Start of Supplied records
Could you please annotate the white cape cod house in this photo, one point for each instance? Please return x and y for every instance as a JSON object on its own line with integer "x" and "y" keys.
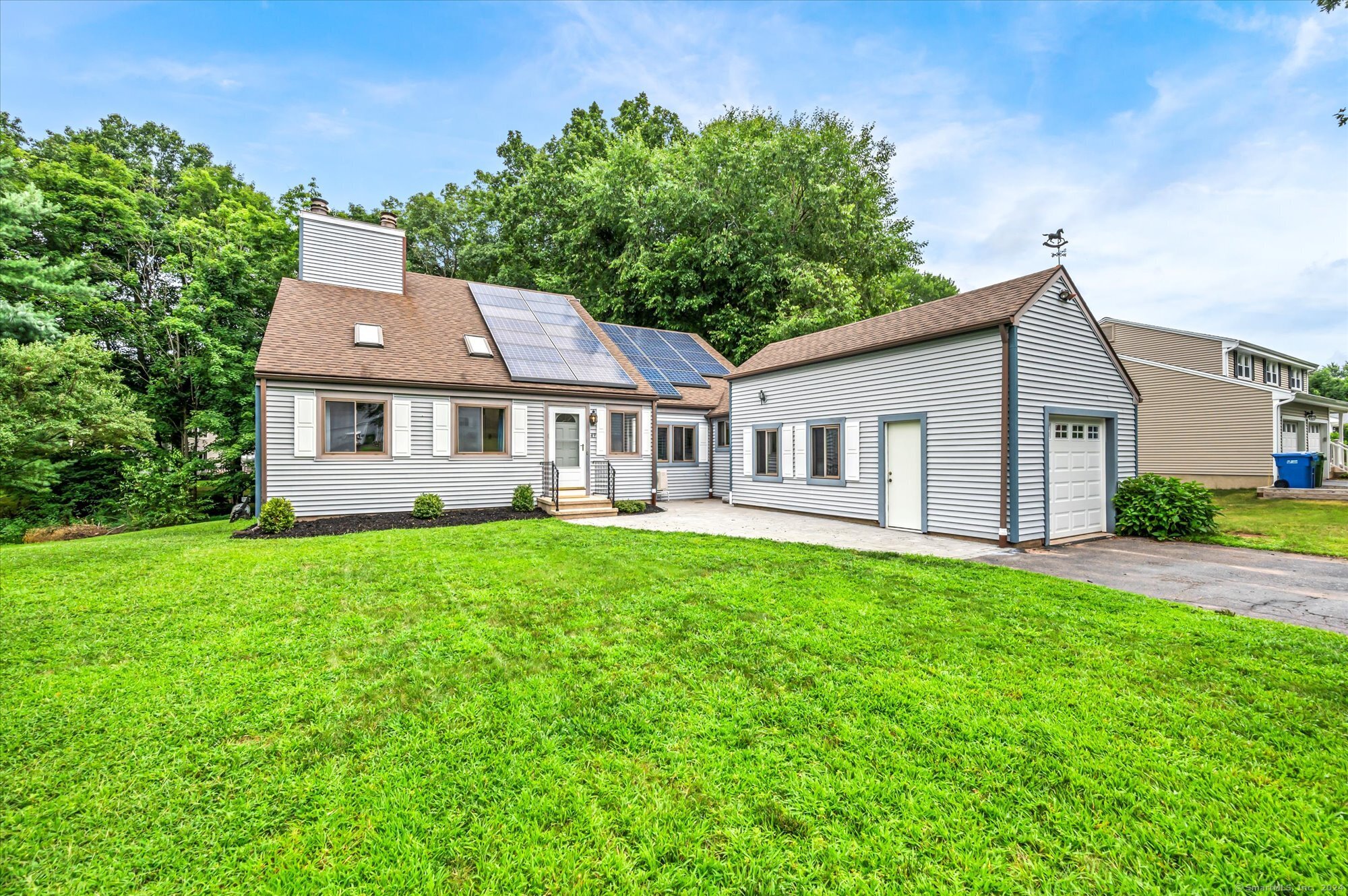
{"x": 997, "y": 414}
{"x": 377, "y": 385}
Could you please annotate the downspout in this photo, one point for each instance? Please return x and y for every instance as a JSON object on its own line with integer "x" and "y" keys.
{"x": 730, "y": 428}
{"x": 257, "y": 447}
{"x": 1004, "y": 533}
{"x": 1277, "y": 428}
{"x": 261, "y": 447}
{"x": 1014, "y": 478}
{"x": 654, "y": 448}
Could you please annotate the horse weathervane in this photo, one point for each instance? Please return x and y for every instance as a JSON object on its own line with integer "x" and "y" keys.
{"x": 1058, "y": 243}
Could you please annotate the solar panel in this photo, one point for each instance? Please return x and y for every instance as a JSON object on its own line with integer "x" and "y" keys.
{"x": 644, "y": 364}
{"x": 665, "y": 358}
{"x": 699, "y": 359}
{"x": 661, "y": 350}
{"x": 544, "y": 340}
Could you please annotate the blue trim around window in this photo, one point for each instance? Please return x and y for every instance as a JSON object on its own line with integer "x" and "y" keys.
{"x": 1111, "y": 461}
{"x": 661, "y": 464}
{"x": 754, "y": 452}
{"x": 882, "y": 439}
{"x": 809, "y": 452}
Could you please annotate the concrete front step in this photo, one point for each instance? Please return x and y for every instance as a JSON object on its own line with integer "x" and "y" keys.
{"x": 1304, "y": 495}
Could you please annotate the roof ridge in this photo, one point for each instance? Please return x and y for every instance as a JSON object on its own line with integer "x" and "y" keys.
{"x": 920, "y": 305}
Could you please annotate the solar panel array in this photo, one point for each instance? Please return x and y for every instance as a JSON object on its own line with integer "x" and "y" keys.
{"x": 544, "y": 340}
{"x": 664, "y": 358}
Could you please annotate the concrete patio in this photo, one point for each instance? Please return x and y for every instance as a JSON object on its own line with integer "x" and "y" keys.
{"x": 714, "y": 518}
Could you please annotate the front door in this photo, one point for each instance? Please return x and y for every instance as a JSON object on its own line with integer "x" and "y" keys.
{"x": 1076, "y": 476}
{"x": 567, "y": 445}
{"x": 1291, "y": 436}
{"x": 904, "y": 475}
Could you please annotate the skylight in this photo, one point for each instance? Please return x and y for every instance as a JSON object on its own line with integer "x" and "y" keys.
{"x": 370, "y": 335}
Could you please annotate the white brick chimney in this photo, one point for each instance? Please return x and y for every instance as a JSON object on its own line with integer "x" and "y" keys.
{"x": 353, "y": 254}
End of Supplied records
Your goal
Write out everything in the data word for word. Omit each picture.

Written response
Could you please annotate the white cape cod house in this photo, one point for each instance? Please return x and y for every instance as a JSON object on its own line with integer "x" and "y" keys.
{"x": 997, "y": 414}
{"x": 377, "y": 385}
Could you please annotate the downspout in this photo, one point for each instance? Please return x and y for every instance as a JSON object on its own line with integer "x" and "y" keys.
{"x": 730, "y": 428}
{"x": 257, "y": 447}
{"x": 1004, "y": 533}
{"x": 1277, "y": 428}
{"x": 261, "y": 447}
{"x": 1014, "y": 478}
{"x": 654, "y": 448}
Could you please annotate the horse weathervane in this photo, one point for each instance? Please return x and y for every instance as a JSON object on its own line with integer "x" and "y" keys.
{"x": 1058, "y": 243}
Could you please annotate the solar panel in this photo, one point for each instance? Please return x and y for every instance as a JSON object on its own line with integer "x" and "y" keys.
{"x": 644, "y": 364}
{"x": 665, "y": 358}
{"x": 699, "y": 359}
{"x": 661, "y": 350}
{"x": 544, "y": 340}
Could you please annotate the blue trim around window in this photo, one point for each instance? Please return x and y for every instance as a JSON object on its own line with integer "x" and "y" keys.
{"x": 1111, "y": 461}
{"x": 661, "y": 464}
{"x": 754, "y": 452}
{"x": 882, "y": 439}
{"x": 809, "y": 452}
Could you please annotate the concrete front step in this photo, one point for each instance? Please return x and y for every instance as a JSON object on its own line with integer "x" and "y" keys.
{"x": 1304, "y": 495}
Could you please annotate the roof ridge in this photo, one point for each instance? Please return x and y for every instance as a JSON object on its own line with integer "x" and "y" keys.
{"x": 920, "y": 305}
Could you please annotate the solar panel array in this photo, one point for each instance? Please return x and y for every instance as a JSON object on its own line with integer "x" and "y" keys.
{"x": 544, "y": 340}
{"x": 664, "y": 358}
Could you please annotate the concrete patio in this photo, one point for each instance? Please return x and y for every instance as a JSON object on its own line with integer "x" and "y" keys.
{"x": 714, "y": 518}
Could you please annotate the front door in this photo, one point for each instance? Please return x and y for every instance as a JSON object on its own line with integer "x" and "y" keys.
{"x": 1076, "y": 476}
{"x": 567, "y": 445}
{"x": 1291, "y": 436}
{"x": 904, "y": 475}
Could you please annotate the skylight in this photo, one point for each instance? Please return x and y for every instance as a JSON object on its own line with integer "x" and "y" keys.
{"x": 370, "y": 335}
Could you please annotate the white brick chimney in this photo, one point for each instance? Please return x and y for every instance as a JSON object on its own line with integer "x" and "y" keys.
{"x": 353, "y": 254}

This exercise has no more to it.